EXERCISE DIRECTIONS
Every record must be copied exactly, except that pictures are dropped.

PROVIDED RECORDS
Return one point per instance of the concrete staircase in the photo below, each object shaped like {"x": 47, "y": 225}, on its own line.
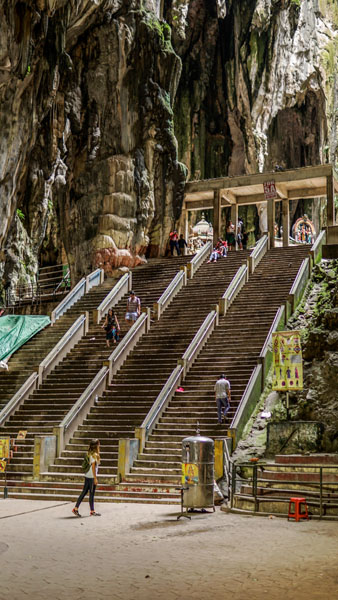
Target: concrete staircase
{"x": 134, "y": 389}
{"x": 48, "y": 405}
{"x": 233, "y": 349}
{"x": 291, "y": 476}
{"x": 28, "y": 357}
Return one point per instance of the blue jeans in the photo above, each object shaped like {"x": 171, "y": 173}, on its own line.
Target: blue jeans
{"x": 223, "y": 405}
{"x": 88, "y": 486}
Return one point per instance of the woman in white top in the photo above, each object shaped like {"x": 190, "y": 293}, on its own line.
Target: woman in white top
{"x": 90, "y": 481}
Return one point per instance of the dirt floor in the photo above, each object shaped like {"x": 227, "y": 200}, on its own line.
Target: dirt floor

PROBLEM SOLUTION
Return one point per instance of the concrete staircase in the photo below, each object shaped like {"x": 47, "y": 225}, on its own line.
Target: concrete staircase
{"x": 134, "y": 389}
{"x": 48, "y": 405}
{"x": 233, "y": 349}
{"x": 291, "y": 476}
{"x": 28, "y": 357}
Return one point per instance of the blue jeans in the photo above, each object shaped like {"x": 171, "y": 173}, on its own line.
Target: blue jeans
{"x": 223, "y": 405}
{"x": 88, "y": 486}
Return one point per instance of the woman in white top in the photo above, each object shaped like {"x": 190, "y": 293}, on its own line.
Target: woman in white top
{"x": 90, "y": 481}
Return one point per instance of the dirt floor in the photo above, each object shaped like {"x": 227, "y": 200}, on its own line.
Target: dirt floor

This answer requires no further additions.